● **WRITTEN INSTRUCTION**: Pick out each line of the data below that contains the string "photograph", matching case exactly.

● **EXTRACTED DATA**:
** begin **
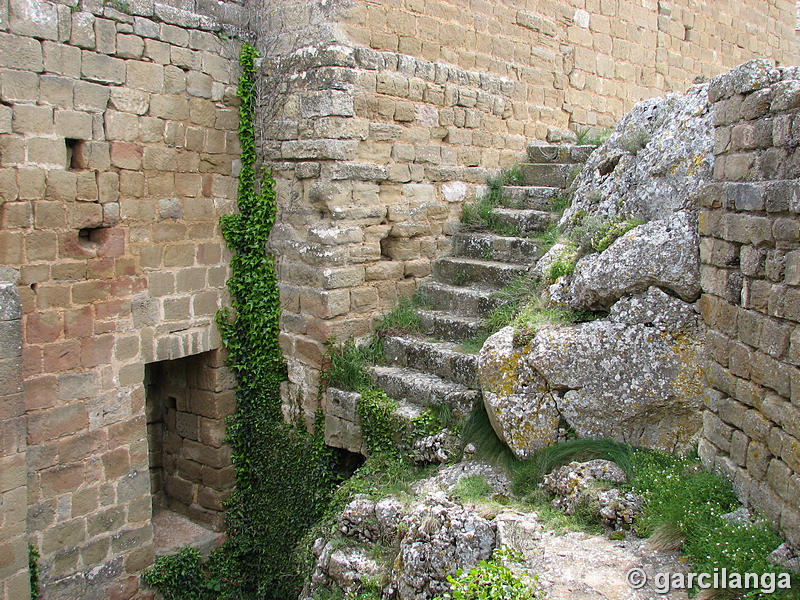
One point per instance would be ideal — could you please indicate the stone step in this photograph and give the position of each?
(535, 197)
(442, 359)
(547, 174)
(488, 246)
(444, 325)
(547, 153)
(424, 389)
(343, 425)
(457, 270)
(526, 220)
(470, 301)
** end **
** begin **
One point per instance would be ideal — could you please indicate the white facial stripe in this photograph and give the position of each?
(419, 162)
** end **
** begin **
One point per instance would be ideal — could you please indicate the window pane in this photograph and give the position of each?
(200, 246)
** end **
● **EXERCISE OUTPUT**:
One point per instance would be ideal — could you please indicate the stone step in this photograph and give the position of each?
One point per instance would be ideal — could you please indicate the white facial stripe in this photograph and give the position of each?
One point per instance would be ideal — could you please indicate the window pane in this photograph and give the position of each?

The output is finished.